### Requirement
The reply should hold only the lines from the one with "Where can the small" through the end of the data, each given exactly.

### Information supplied
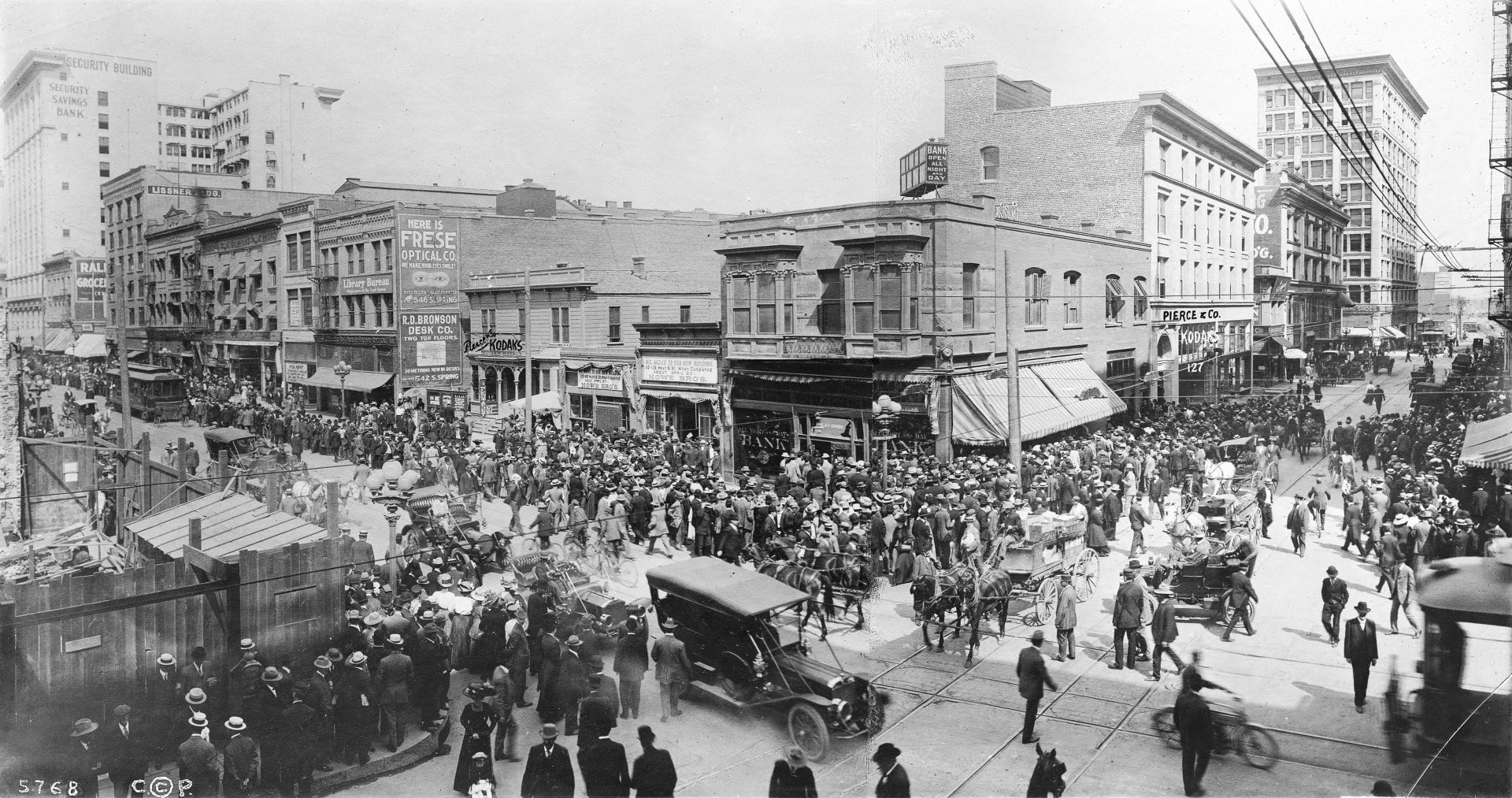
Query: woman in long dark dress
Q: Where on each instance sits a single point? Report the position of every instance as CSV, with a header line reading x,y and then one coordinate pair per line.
x,y
478,722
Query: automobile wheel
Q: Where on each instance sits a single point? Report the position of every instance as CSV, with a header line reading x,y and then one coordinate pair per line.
x,y
808,730
1258,747
1165,726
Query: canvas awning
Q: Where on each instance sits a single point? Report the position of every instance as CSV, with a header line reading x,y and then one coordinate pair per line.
x,y
90,345
228,525
356,381
542,403
1053,396
1488,444
59,342
1272,342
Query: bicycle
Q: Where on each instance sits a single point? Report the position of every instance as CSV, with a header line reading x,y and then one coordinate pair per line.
x,y
1232,732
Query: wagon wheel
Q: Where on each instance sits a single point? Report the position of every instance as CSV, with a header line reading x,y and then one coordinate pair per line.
x,y
808,730
1045,603
1084,573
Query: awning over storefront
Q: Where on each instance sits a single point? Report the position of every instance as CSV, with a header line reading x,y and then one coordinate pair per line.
x,y
1270,342
90,345
688,395
1488,444
1084,395
542,403
1053,396
59,342
356,381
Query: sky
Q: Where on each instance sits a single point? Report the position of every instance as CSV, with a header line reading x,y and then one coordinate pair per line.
x,y
734,106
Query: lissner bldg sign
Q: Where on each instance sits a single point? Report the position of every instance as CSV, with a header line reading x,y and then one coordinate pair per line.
x,y
1201,351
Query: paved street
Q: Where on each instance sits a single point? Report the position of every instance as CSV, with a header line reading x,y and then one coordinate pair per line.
x,y
959,729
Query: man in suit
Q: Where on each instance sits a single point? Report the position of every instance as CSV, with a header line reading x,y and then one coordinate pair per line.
x,y
1242,596
631,663
1336,597
596,714
605,771
1033,679
1163,630
241,759
1195,726
126,752
673,668
1065,620
1360,650
302,729
394,692
548,768
654,776
1128,605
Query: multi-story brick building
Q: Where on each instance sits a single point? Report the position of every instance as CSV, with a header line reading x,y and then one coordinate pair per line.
x,y
932,304
161,301
1151,167
1380,105
1299,286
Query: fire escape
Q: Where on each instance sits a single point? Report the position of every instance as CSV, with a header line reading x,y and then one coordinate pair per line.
x,y
1499,230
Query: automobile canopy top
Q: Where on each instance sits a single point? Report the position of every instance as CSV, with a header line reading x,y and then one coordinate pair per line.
x,y
723,587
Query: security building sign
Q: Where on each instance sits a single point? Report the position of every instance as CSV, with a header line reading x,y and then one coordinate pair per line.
x,y
428,273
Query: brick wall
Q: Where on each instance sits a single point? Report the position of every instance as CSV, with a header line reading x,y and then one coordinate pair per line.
x,y
1076,162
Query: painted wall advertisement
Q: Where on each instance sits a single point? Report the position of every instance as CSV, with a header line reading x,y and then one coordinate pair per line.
x,y
90,289
432,350
690,371
430,289
430,263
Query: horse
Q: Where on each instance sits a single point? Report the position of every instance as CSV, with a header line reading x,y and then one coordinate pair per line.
x,y
944,592
808,581
1048,778
992,587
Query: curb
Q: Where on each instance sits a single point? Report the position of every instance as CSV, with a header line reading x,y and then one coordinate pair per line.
x,y
415,753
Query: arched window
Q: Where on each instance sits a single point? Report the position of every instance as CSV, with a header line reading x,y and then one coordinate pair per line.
x,y
989,162
1071,291
1036,302
1114,295
1140,299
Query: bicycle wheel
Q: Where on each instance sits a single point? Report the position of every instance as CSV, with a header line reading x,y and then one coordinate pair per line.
x,y
1258,747
1165,724
626,572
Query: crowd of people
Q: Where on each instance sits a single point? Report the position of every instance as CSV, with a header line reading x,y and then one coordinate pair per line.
x,y
424,611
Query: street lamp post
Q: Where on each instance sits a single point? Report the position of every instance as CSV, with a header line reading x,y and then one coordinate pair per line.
x,y
342,371
885,411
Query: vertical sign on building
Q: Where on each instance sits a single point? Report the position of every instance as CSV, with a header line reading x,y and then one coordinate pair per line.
x,y
90,289
430,301
1267,228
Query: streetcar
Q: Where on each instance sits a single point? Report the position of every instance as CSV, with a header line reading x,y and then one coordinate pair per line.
x,y
158,392
1461,718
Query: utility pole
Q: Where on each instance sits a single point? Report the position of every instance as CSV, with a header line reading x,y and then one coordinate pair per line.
x,y
120,355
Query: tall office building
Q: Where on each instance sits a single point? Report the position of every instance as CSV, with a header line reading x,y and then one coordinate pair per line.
x,y
1378,121
76,120
72,120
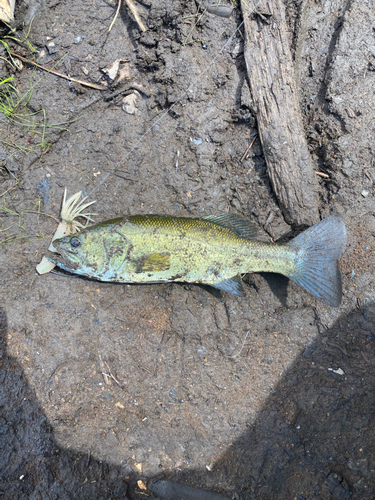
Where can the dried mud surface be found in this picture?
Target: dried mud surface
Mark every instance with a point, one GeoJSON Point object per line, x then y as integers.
{"type": "Point", "coordinates": [265, 397]}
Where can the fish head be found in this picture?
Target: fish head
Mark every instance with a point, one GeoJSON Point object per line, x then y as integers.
{"type": "Point", "coordinates": [95, 252]}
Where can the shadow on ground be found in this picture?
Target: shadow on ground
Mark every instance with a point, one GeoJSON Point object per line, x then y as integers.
{"type": "Point", "coordinates": [313, 439]}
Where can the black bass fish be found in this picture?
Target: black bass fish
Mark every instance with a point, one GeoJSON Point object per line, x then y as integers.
{"type": "Point", "coordinates": [213, 250]}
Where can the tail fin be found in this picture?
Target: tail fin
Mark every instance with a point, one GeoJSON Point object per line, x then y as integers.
{"type": "Point", "coordinates": [318, 249]}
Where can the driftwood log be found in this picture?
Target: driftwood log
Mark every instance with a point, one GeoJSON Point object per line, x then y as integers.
{"type": "Point", "coordinates": [275, 100]}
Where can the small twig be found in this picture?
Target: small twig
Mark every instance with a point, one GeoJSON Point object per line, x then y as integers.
{"type": "Point", "coordinates": [134, 11]}
{"type": "Point", "coordinates": [112, 376]}
{"type": "Point", "coordinates": [87, 84]}
{"type": "Point", "coordinates": [105, 375]}
{"type": "Point", "coordinates": [248, 149]}
{"type": "Point", "coordinates": [114, 19]}
{"type": "Point", "coordinates": [239, 352]}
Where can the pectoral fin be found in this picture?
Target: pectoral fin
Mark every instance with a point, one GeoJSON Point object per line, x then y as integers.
{"type": "Point", "coordinates": [233, 286]}
{"type": "Point", "coordinates": [152, 262]}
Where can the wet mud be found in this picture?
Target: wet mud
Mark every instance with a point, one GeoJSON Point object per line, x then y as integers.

### Exercise result
Where can the small twig be found in this picture?
Target: small twig
Mark every instance with a point, one GeoJSON Point object per line, x then y as integers.
{"type": "Point", "coordinates": [134, 11]}
{"type": "Point", "coordinates": [112, 376]}
{"type": "Point", "coordinates": [87, 84]}
{"type": "Point", "coordinates": [105, 375]}
{"type": "Point", "coordinates": [248, 149]}
{"type": "Point", "coordinates": [114, 19]}
{"type": "Point", "coordinates": [239, 352]}
Where can the pectoral fin be found in this picture?
Target: pectoral fin
Mark every instance with a point, one GeoJSON Point object per line, x then y as integers.
{"type": "Point", "coordinates": [233, 286]}
{"type": "Point", "coordinates": [152, 262]}
Where can the wet mud be found in this picture?
Target: wet mud
Mark every instance with a point, one GeoJSON Point object per line, x then y as integers.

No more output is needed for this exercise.